Studio album by Cannonball Adderley
- Released: 1975
- Recorded: February–April, 1975
- Studio: Fantasy (Berkeley)
- Genre: Jazz
- Length: 71:45
- Label: Fantasy
- Producer: Julian "Cannonball" Adderley, Nat Adderley, and Orrin Keepnews

Cannonball Adderley chronology
| Pyramid (1974) | Phenix (1975) | Lovers (1975) |

= Phenix (album) =

Phenix is an album by jazz saxophonist Cannonball Adderley recorded in 1975 at the Fantasy Studios in Berkeley, California, featuring performances by Adderley's Quintet with Nat Adderley, keyboardist Michael Wolff, bassist Walter Booker and drummer Roy McCurdy with guest percussionist Airto Moreira and past Quintet members keyboardist George Duke, bassist Sam Jones, and drummer Louis Hayes guesting on select tracks. The program essentially consists of energetic new arrangements of the Quintet's best known pieces from the late 1950s to the early 1970s, including Nat Adderley's “Work Song”.

━━━━━━━━

Instruction: Does each statement agree with the text on the album Phenix? Answer yes or no for each and quote the deciding words. 1. The album was recorded at Fantasy Studios in Berkeley. 2. The album came out in 1974. 3. "Work Song" is attributed to Nat Adderley.

Data block:

━━━━━━━━

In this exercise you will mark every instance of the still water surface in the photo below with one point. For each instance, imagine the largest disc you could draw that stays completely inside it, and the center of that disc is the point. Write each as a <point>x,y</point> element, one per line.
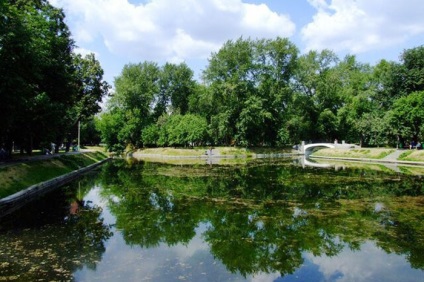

━━━━━━━━

Solution for this exercise:
1. Yes: "recorded in 1975 at the Fantasy Studios in Berkeley, California"
2. No: "Released: 1975"
3. Yes: "Nat Adderley's “Work Song”"